TEXT EXCERPT
◆ ◆ ◆

To find outliers is a very important task in Data Mining. In Stock Market, outlier detection plays very 
important role in detecting fraud. The main objective of Data Mining is to search for a general pattern for the 
input data. According to Barnett & Lewis, 1994, Novelty detection, or so-called outlier detection, is the 
identification of ‘‘novel” or ‘‘unknown” events that an expert system is not aware of during training or testing. 
Outliers may indicate abnormal running conditions and lead to significant performance degradation. An outlier 
is one that appears to obviously deviate from the others of the sample in which it occurs or an observation which 
appears to be inconsistent with the remainder of the dataset. According to Aggarwal and Yu (2001), outliers 
may be considered as noisy points lying outside a set of defined clusters or may be defined as points that lie 
outside of the set of clusters but are also different from the noise. According to He, Xu, Huang, Deng, 2004, 
Coderre, 2009, Aggarwal & Guojun, 2003, outlier analysis attempts to find the rare class whose behavior is 
very exceptional when compared to the rest of input data. Many techniques are proposed to detect outliers, 
drawn from Statistics, Computer Science or Machine Learning. Hodge and Austin (2004) reviewed some 
fundamental approaches to solve the problem of Outlier Detection. This technique is usually named as Novelty 
Detection since it aims to define the boundary of normality instead of estimating the density of the dataset. In 
addition to the surveillance of stock price changes, Anomaly Detection Techniques have been applied to various 
fields such as Network Intrusion Detection (Naiman, 2004; Scott, 2004), Financial Fraud Detection (Juszczak, 
Adams, Hand, Whitrow, & Weston, 2008), Fault Detection (Chen, Martin, & Montague, 2009; Martins, 
Pires, & Amaral, 2011; Yiakopoulos, Gryllias, & Antoniadis, 2011).

◆ ◆ ◆

GOAL 1
Pick out every line of the rows below that contains the word "distant".

◆ ◆ ◆

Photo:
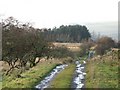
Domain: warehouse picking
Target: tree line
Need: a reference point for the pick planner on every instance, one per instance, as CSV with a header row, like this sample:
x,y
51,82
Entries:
x,y
70,33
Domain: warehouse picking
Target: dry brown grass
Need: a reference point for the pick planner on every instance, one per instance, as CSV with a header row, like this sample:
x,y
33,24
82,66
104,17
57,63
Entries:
x,y
71,46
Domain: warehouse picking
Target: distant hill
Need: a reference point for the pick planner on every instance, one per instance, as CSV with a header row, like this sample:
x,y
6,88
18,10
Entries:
x,y
105,28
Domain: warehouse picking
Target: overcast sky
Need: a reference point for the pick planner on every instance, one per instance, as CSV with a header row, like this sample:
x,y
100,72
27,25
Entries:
x,y
50,13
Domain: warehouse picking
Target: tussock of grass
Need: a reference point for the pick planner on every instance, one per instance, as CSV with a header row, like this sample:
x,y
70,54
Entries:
x,y
29,78
102,73
64,78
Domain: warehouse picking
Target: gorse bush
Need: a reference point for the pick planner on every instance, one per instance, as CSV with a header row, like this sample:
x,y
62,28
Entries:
x,y
103,44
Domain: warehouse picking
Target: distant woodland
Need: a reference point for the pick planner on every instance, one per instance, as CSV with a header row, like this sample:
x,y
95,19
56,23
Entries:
x,y
70,33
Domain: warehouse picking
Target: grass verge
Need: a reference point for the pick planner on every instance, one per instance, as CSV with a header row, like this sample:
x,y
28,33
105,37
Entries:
x,y
102,72
29,78
64,78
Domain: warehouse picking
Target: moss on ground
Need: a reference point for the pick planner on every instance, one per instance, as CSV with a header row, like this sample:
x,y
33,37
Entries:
x,y
64,78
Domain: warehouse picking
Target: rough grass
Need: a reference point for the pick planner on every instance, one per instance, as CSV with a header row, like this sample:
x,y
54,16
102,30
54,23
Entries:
x,y
29,78
102,73
0,85
64,78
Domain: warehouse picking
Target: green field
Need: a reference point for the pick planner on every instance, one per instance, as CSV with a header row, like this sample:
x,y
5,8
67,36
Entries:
x,y
64,78
29,78
0,85
102,72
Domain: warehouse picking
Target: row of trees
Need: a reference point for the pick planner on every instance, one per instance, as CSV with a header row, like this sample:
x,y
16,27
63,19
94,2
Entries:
x,y
70,33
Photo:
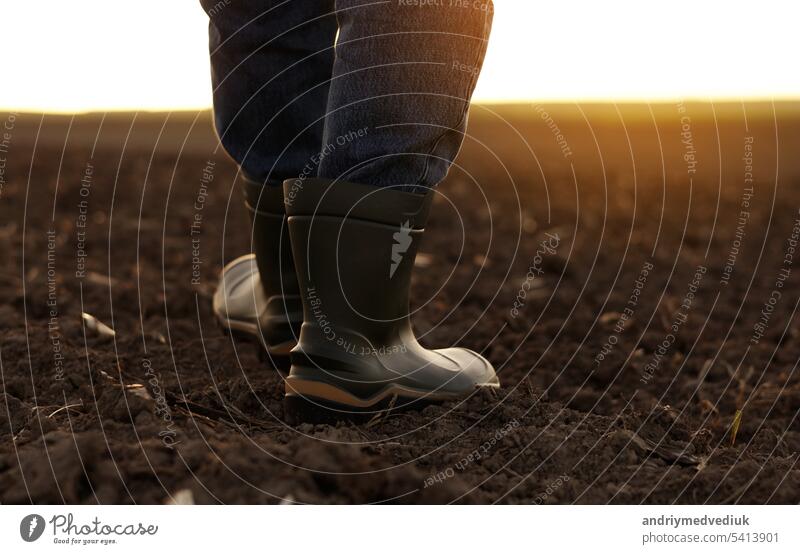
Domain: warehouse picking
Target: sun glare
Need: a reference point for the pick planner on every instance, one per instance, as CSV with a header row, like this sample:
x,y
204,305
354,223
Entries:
x,y
152,55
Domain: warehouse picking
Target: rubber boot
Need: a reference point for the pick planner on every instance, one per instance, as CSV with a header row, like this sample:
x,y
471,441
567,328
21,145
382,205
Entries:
x,y
354,248
258,297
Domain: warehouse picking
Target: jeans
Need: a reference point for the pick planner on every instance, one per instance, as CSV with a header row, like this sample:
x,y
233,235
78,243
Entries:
x,y
375,92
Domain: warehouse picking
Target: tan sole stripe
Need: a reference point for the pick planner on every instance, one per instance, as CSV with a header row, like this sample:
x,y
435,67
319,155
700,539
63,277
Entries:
x,y
323,391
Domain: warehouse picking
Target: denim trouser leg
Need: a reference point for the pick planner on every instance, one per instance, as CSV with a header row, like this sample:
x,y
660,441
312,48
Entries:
x,y
402,82
271,63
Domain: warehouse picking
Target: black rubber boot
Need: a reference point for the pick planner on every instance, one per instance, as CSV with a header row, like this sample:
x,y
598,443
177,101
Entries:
x,y
354,248
258,297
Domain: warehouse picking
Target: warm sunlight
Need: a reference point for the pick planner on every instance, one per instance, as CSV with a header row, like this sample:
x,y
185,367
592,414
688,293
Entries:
x,y
150,54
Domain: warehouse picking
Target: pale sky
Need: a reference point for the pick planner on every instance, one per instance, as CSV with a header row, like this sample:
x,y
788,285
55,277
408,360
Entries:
x,y
61,55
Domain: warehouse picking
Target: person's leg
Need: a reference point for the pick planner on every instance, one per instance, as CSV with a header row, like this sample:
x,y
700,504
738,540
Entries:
x,y
271,63
402,82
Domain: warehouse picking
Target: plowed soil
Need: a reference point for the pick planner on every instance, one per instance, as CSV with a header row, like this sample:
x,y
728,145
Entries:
x,y
631,271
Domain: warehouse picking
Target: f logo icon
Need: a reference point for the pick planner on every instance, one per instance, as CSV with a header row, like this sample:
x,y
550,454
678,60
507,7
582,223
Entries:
x,y
31,527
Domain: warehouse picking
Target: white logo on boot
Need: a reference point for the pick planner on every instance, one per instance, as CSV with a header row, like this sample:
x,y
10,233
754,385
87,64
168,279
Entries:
x,y
402,239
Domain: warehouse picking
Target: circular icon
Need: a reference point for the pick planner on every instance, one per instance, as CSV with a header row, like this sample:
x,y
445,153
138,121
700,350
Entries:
x,y
31,527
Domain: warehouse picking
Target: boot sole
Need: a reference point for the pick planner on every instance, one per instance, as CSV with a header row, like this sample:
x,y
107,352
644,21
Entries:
x,y
277,355
314,401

◆ ◆ ◆

GOAL 2
According to the text on outlier detection, who reviewed some fundamental approaches to solving the problem of outlier detection?

WORKED SOLUTION 1
Target: distant hill
Target: distant woodland

WORKED SOLUTION 2
Hodge and Austin (2004)